What to work on = Return only those lines of the records below in which "indicate" appears.

The input =
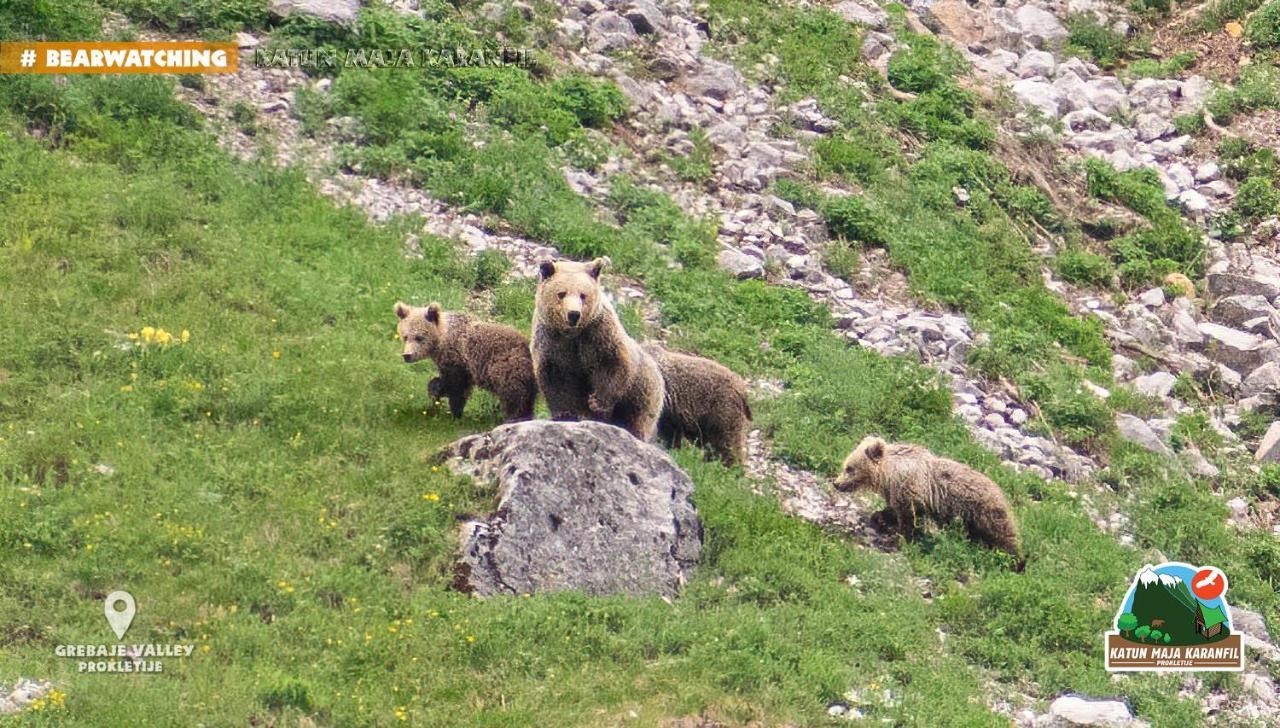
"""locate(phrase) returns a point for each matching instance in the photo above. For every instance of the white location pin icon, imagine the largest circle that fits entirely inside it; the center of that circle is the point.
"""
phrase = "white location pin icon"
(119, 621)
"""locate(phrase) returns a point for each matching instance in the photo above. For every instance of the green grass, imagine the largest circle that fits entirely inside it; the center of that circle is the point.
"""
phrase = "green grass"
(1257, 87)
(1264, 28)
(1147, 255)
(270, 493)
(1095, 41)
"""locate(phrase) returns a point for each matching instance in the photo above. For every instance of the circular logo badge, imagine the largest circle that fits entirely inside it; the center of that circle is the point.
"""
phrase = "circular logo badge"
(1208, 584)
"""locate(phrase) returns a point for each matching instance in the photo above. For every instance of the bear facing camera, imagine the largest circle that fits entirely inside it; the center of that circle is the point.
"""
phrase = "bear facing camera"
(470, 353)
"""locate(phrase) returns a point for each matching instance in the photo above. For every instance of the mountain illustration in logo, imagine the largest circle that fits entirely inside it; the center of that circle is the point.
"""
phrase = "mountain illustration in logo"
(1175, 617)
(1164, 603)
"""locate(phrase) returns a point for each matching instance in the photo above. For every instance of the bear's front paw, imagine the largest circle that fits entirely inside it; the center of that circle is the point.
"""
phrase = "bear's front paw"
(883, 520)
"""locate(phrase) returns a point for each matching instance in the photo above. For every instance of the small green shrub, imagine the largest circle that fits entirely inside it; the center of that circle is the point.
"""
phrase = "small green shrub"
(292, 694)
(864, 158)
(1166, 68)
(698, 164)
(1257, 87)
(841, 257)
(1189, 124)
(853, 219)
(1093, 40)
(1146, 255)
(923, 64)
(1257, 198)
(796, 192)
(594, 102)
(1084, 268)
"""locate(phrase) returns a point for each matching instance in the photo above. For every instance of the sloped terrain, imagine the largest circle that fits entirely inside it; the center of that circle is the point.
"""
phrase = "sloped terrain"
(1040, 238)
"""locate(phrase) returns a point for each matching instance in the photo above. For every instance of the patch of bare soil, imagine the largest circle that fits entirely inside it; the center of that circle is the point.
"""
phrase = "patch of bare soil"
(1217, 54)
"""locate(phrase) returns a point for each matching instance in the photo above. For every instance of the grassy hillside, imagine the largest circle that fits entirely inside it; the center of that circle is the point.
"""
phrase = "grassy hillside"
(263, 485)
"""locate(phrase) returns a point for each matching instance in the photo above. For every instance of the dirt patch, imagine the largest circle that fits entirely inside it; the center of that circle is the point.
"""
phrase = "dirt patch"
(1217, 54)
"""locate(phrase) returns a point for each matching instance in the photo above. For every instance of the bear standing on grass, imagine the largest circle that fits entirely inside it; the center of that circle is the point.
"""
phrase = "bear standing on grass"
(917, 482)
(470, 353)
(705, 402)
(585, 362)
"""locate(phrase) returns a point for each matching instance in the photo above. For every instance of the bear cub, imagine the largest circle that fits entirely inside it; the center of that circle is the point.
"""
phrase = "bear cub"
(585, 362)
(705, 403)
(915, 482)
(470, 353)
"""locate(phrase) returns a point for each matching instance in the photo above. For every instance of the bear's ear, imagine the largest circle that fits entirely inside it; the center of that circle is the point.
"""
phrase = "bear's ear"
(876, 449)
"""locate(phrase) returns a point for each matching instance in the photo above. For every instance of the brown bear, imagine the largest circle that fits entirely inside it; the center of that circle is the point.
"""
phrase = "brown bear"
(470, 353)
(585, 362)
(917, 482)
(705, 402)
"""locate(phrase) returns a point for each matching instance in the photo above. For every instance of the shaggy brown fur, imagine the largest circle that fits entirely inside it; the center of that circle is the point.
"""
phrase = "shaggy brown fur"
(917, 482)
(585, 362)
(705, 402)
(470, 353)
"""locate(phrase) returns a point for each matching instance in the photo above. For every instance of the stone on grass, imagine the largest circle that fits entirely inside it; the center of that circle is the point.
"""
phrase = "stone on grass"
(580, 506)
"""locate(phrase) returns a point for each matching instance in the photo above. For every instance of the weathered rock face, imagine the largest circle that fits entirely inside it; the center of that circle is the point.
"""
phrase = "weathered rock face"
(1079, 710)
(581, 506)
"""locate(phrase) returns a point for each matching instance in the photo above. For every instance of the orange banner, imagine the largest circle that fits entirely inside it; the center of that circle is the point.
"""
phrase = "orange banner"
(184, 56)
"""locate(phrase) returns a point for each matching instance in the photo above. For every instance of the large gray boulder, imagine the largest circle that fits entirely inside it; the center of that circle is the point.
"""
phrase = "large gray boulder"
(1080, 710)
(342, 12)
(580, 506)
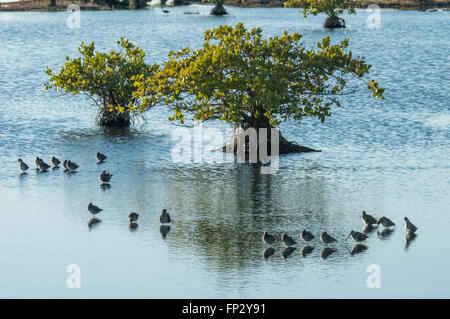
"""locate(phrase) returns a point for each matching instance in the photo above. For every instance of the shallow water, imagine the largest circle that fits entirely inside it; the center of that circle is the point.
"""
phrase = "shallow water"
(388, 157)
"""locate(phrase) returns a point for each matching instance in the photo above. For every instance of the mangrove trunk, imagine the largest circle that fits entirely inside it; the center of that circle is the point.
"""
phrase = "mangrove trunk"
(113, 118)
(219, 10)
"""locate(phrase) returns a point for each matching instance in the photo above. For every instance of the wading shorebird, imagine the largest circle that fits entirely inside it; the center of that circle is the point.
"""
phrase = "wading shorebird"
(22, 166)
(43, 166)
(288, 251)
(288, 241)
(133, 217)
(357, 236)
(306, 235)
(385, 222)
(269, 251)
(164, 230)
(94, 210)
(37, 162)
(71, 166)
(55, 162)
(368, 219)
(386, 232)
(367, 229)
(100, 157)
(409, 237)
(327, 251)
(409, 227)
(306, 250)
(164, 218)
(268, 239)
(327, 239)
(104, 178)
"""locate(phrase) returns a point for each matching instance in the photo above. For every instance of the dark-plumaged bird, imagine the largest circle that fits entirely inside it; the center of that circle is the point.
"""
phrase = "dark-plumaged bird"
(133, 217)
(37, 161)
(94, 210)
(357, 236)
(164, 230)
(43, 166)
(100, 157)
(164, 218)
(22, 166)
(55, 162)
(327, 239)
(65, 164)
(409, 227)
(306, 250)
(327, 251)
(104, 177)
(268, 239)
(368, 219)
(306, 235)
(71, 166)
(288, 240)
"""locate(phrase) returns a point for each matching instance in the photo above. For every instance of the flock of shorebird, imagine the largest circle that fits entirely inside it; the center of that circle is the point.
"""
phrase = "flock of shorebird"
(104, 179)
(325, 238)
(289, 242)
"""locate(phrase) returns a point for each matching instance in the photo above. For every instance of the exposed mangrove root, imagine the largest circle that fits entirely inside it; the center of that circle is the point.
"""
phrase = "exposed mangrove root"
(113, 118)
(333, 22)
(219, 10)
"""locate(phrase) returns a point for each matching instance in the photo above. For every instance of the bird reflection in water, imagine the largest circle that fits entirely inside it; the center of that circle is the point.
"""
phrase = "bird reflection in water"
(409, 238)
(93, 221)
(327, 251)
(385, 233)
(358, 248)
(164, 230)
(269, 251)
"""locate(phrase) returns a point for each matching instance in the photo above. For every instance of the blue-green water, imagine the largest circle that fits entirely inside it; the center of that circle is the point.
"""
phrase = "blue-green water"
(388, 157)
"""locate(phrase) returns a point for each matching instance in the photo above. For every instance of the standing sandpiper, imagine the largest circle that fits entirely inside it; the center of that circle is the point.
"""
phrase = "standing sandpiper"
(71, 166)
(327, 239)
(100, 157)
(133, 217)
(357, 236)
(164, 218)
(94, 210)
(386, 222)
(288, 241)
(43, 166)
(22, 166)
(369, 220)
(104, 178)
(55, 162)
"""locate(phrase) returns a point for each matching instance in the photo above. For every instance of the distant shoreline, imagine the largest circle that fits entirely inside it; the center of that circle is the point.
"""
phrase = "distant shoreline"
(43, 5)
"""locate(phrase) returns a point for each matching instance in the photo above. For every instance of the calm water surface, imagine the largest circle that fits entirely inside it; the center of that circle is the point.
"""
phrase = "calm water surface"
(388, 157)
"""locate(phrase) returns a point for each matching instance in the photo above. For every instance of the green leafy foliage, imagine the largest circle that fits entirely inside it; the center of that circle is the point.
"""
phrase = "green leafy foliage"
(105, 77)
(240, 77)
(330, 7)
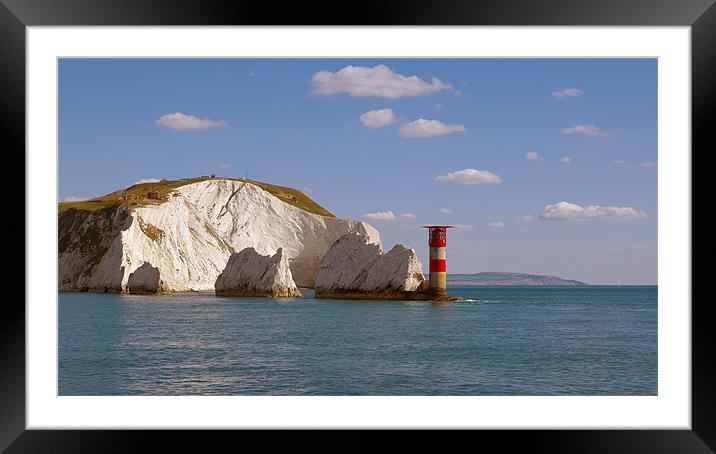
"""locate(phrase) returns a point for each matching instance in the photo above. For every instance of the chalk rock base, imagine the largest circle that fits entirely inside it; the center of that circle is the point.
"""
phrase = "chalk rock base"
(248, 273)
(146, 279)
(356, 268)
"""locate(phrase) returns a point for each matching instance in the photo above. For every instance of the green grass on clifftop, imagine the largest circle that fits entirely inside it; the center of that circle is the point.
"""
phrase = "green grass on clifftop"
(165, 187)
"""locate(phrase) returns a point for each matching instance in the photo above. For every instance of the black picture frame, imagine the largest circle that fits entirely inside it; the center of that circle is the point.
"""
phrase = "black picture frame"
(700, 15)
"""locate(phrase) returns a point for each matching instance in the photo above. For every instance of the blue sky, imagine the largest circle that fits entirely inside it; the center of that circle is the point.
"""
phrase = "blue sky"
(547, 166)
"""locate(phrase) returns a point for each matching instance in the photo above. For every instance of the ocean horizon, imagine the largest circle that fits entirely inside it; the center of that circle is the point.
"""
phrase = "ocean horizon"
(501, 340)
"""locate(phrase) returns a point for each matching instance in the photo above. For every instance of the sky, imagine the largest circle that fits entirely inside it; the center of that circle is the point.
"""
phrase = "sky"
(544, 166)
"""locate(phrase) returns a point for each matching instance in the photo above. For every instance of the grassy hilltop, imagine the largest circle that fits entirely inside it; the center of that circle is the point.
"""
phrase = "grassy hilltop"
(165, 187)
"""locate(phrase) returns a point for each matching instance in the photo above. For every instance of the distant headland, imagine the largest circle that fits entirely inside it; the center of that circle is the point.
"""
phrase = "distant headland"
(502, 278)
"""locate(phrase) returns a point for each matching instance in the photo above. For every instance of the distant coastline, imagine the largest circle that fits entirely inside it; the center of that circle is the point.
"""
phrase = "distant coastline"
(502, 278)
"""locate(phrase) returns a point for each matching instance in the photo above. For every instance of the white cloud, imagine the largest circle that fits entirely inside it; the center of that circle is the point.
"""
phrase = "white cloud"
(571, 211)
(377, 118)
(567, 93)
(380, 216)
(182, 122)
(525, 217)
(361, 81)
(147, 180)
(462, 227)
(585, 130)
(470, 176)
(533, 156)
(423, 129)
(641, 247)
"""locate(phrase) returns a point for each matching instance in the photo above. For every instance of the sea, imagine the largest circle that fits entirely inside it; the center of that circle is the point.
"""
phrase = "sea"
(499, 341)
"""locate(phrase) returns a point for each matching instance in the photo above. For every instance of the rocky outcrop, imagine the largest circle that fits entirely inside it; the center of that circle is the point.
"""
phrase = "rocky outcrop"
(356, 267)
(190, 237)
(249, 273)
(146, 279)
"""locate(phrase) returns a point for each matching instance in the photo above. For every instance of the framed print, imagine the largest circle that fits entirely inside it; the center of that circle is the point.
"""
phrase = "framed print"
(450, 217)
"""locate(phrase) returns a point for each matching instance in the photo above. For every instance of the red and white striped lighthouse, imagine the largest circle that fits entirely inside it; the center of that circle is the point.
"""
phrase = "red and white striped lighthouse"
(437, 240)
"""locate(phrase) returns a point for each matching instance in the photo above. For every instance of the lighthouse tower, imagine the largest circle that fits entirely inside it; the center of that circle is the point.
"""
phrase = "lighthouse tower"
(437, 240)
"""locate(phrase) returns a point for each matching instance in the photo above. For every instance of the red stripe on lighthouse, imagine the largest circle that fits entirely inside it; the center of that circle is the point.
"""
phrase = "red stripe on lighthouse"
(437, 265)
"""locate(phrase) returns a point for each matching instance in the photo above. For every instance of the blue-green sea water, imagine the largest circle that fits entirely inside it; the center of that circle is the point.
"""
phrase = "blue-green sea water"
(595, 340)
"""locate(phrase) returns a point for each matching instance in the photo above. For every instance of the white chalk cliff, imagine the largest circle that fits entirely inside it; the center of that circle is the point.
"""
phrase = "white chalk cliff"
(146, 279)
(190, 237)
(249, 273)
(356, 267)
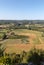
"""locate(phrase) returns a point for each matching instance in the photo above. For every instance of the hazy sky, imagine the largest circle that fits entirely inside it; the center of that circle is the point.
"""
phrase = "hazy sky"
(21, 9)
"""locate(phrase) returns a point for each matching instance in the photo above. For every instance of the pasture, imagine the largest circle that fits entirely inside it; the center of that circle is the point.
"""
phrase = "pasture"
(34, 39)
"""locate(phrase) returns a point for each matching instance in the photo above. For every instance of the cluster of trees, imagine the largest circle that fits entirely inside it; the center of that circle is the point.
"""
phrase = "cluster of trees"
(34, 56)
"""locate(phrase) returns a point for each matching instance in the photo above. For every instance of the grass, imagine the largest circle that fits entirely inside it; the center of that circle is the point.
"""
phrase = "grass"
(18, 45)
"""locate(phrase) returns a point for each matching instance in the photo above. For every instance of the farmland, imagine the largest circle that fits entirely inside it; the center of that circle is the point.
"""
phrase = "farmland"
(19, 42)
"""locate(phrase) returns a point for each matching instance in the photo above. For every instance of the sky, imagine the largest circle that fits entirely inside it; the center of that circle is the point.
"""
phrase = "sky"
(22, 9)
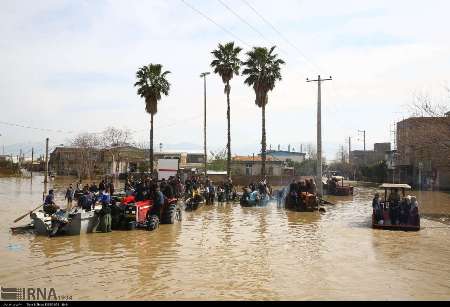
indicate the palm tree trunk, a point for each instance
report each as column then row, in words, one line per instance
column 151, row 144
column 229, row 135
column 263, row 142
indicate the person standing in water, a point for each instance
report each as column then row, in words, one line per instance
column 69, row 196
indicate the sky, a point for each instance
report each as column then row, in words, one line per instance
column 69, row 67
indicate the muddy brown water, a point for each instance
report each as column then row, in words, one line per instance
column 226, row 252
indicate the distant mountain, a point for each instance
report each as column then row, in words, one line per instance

Expected answer =
indicate the palm tree trunk, a point for each instance
indicate the person standing in water, a point for each instance
indicate the sky, a point for each instance
indicate the muddy brown water, a point for each instance
indicate the distant mountain, a point for each instance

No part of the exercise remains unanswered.